◆ **Set task**
Reproduce the rows below, swapping "region" for "area" wherever it occurs and leaving every other character unchanged.

◆ **Data listing**
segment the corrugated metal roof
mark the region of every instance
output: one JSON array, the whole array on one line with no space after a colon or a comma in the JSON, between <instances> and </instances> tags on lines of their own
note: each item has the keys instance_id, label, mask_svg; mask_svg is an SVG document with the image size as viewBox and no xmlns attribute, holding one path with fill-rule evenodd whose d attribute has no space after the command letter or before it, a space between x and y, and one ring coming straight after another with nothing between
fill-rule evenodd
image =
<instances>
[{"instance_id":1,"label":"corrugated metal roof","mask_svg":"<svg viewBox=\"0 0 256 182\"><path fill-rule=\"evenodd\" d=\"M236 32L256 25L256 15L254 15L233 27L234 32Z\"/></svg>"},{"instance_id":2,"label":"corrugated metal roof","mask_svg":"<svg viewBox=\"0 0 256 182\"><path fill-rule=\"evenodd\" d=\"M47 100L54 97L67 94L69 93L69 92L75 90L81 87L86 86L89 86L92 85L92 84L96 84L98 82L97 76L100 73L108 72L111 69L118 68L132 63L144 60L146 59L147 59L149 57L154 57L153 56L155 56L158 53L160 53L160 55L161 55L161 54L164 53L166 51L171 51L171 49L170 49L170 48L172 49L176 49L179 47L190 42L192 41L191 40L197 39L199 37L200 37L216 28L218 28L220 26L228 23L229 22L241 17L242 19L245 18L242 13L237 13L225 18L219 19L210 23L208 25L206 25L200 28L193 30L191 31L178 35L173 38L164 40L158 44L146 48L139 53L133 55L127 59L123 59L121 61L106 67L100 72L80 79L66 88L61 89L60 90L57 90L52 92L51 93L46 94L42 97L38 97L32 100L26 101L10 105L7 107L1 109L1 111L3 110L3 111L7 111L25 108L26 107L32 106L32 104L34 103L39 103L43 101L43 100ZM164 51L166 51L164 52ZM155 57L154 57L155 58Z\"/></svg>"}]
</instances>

◆ **Answer for this exercise**
segment the corrugated metal roof
mark the area of every instance
output: one JSON array, the whole array on one line with no space after a colon or a comma in the JSON, between <instances> and </instances> tags on lines of their own
note: each item has the keys instance_id, label, mask_svg; mask_svg is an SVG document with the image size as viewBox and no xmlns attribute, holding one path with fill-rule evenodd whose d attribute has no space after the command letter or before it, a space between x and y, and one ring coming straight after another with nothing between
fill-rule evenodd
image =
<instances>
[{"instance_id":1,"label":"corrugated metal roof","mask_svg":"<svg viewBox=\"0 0 256 182\"><path fill-rule=\"evenodd\" d=\"M236 32L256 25L256 15L254 15L233 27L234 32Z\"/></svg>"},{"instance_id":2,"label":"corrugated metal roof","mask_svg":"<svg viewBox=\"0 0 256 182\"><path fill-rule=\"evenodd\" d=\"M47 100L54 97L67 94L69 93L69 92L75 90L81 87L86 86L89 86L92 85L92 84L96 84L98 82L97 76L100 73L108 72L111 69L118 68L132 63L144 60L146 59L147 59L149 57L154 57L153 56L155 56L158 53L160 53L160 55L161 55L161 54L164 53L166 51L171 51L171 49L170 49L170 48L172 49L176 49L179 47L190 42L192 41L191 40L197 39L199 37L200 37L216 28L218 28L220 26L228 23L229 22L241 17L242 19L245 18L242 13L237 13L225 18L219 19L210 23L208 25L206 25L200 28L193 30L191 31L178 35L173 38L164 40L158 44L146 48L139 53L133 55L127 59L123 59L121 61L106 67L100 72L80 79L66 88L61 89L60 90L57 90L52 92L51 93L46 94L42 97L38 97L32 100L26 101L10 105L7 107L1 109L1 111L3 110L3 111L7 111L25 108L26 107L32 106L32 104L34 103L39 103L43 101L43 100ZM164 51L166 51L164 52ZM155 57L154 57L155 58Z\"/></svg>"}]
</instances>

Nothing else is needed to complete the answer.